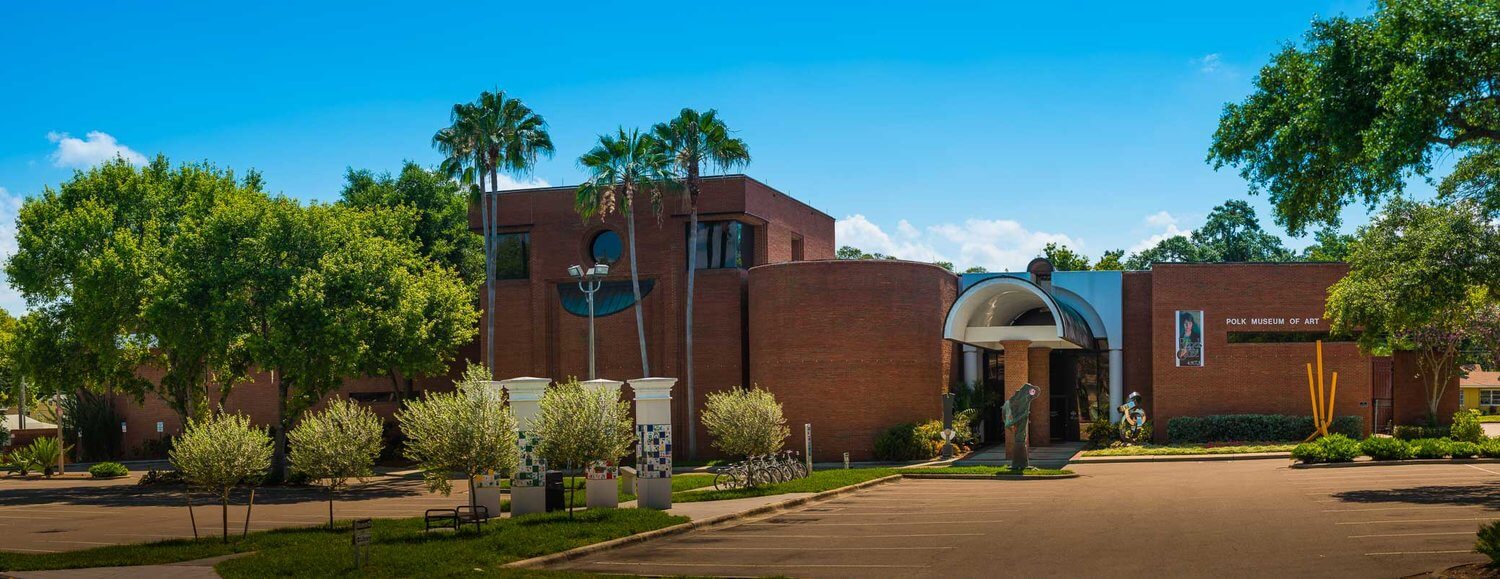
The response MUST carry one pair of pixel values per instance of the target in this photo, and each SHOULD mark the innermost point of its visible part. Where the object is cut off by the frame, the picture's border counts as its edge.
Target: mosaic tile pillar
(486, 486)
(602, 489)
(528, 491)
(654, 441)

What to work on
Render every line of the records above as a Markdown table with the columns Row and Line, numbering each row and leaving out blank lines and the pictures.

The reply
| Row | Line |
|---|---|
| 1 | The response MUST carry one pair of pixel values per instance of the target in this photo, and each SHOULD mark the innermost point of its visible part. Where the object is cut off by the frame, the picture's border counts as its edge. |
| 2 | Target: mosaic tile pillar |
| 3 | (486, 486) |
| 4 | (602, 489) |
| 5 | (528, 491) |
| 6 | (654, 441) |